BART Unions Sue Over Contract 'Mistake'

     OAKLAND, Calif. (CN) - The Bay Area Rapid Transit's two largest unions claim BART's governing board must abide by a labor deal it tentatively struck in late October, including a family-leave provision that it later claimed was a "mistake" and refused to approve.
     The Service Employees International Union Local 1021 and the Amalgamated Transit Union Local 1555 sued the San Francisco BART District and its board of directors in Alameda County Superior Court, claiming they failed to negotiate in good faith.
     "After months of negotiations and two prolonged unfair labor practice strikes, the district, SEIU, and ATU reached a total package agreement, consisting of numerous tentative agreements," the 76-page amended lawsuit states.
     After both unions ratified the agreement, BART's board of directors approved only part of it, claiming they had mistakenly included a provision allowing workers to take six weeks of paid family leave. BART spokeswoman Alicia Trost said the mistake "was caught in time before the mistaken language was brought before the district's board for ratification."
     But the unions say the district "engaged in bad-faith bargaining by repudiating, without good cause, the total package agreement negotiated by the district, SEIU and ATU."
     "Simply put, there was no 'mistake,'" they claim.
     "By our count, [BART] represented to us that we had an agreement on the package as a whole at least eight times," said Kate Hallward, attorney for ATU 1555. "They confirmed our package, and the chief negotiator and two senior managers signed the package. That's a pretty significant mistake."
     SEIU Local 2021's attorney, David Rosenfeld with Weinberg, Roger and Rosenfeld, said the truth will come out.
     "It will be interesting to read the responses from BART management in depositions and discovery," Rosenfeld said in an interview. "Either they didn't read or they can't read."
     BART officials blamed a "temporary employee" for the error, according to the lawsuit.
     "Even in the highly unlikely event that there was a bona fide mistake ... such a mistake was a 'unilateral mistake,'" the unions claim. "It would have had to have been a string of unilateral mistakes made by many BART managers and other employees over the course of several months."
     They added: "The ratification process is not an opportunity for the employer to cherry-pick the portions of a new contract that it likes and discard the others."
     The transit authority said the error could cost up to $44 million over four years if a third of union workers took the full paid family leave each year, according to The Associated Press.
     The unions added three new unfair labor claims to their June 24 lawsuit accusing BART of failing to properly negotiate over a host of issues, including workers' health, safety and pay.

▶ Material shown
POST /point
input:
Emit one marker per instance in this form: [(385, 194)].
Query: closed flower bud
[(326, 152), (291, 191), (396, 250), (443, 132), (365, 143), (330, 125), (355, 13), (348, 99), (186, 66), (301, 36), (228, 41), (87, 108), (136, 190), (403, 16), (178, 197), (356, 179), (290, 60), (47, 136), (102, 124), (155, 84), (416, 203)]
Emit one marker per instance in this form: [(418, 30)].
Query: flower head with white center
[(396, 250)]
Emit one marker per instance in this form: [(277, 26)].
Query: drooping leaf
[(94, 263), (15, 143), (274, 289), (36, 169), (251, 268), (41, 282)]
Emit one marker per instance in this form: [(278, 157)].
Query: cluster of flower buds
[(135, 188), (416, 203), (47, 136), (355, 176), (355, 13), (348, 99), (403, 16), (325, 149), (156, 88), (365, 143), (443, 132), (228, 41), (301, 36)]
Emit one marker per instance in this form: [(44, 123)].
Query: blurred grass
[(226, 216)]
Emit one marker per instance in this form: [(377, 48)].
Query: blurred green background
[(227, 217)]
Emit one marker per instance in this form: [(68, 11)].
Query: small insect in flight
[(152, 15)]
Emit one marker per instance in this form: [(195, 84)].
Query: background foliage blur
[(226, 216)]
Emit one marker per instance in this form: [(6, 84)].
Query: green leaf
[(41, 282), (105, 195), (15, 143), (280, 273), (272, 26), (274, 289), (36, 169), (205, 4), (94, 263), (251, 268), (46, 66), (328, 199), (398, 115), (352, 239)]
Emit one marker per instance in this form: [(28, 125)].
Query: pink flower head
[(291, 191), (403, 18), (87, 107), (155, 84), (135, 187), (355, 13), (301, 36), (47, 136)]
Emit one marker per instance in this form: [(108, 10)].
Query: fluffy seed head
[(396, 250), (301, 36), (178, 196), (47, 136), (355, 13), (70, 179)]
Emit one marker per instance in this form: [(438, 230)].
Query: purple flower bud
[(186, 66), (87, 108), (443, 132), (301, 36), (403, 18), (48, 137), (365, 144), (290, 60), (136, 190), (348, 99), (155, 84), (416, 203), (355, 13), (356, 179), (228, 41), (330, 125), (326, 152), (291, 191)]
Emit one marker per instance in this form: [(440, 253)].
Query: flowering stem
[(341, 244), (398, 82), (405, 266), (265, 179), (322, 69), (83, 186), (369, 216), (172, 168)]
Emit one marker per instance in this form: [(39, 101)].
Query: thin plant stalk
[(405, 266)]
==
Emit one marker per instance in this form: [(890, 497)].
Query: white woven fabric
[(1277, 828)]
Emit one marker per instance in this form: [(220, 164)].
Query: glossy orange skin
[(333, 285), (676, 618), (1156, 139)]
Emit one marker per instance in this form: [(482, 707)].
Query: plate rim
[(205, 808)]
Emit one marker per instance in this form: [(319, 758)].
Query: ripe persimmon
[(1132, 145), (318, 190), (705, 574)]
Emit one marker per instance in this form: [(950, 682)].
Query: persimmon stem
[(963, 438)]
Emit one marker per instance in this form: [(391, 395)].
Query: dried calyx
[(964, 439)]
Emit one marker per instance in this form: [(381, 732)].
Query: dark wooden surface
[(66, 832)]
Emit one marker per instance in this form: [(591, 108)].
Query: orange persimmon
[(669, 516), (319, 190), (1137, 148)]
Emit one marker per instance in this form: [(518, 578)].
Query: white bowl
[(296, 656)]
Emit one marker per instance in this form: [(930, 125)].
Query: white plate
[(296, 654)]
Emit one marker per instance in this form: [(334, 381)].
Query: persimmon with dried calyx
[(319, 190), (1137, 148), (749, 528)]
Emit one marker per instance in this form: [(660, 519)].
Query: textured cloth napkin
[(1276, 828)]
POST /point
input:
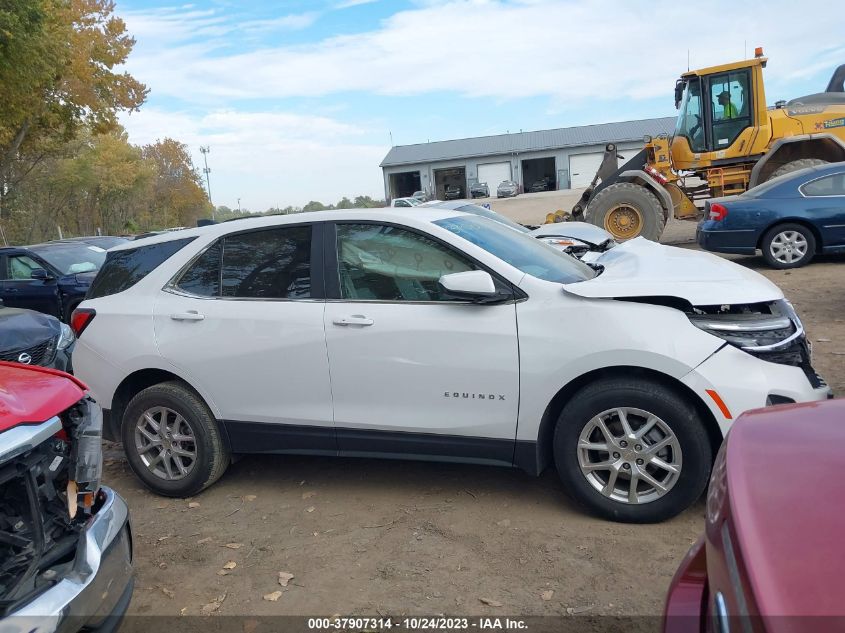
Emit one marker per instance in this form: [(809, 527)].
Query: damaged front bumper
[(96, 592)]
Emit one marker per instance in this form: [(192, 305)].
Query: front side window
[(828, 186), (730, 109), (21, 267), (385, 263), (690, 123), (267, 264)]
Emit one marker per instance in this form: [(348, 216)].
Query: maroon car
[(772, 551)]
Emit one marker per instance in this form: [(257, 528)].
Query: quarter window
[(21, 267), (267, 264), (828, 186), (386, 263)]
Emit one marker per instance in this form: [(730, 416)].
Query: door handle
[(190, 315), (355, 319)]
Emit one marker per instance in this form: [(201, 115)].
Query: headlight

▶ What you will do
In the article about the BART unions' lawsuit, how many weeks of paid family leave did the disputed provision allow workers to take?

▶ Exercise output
Six weeks.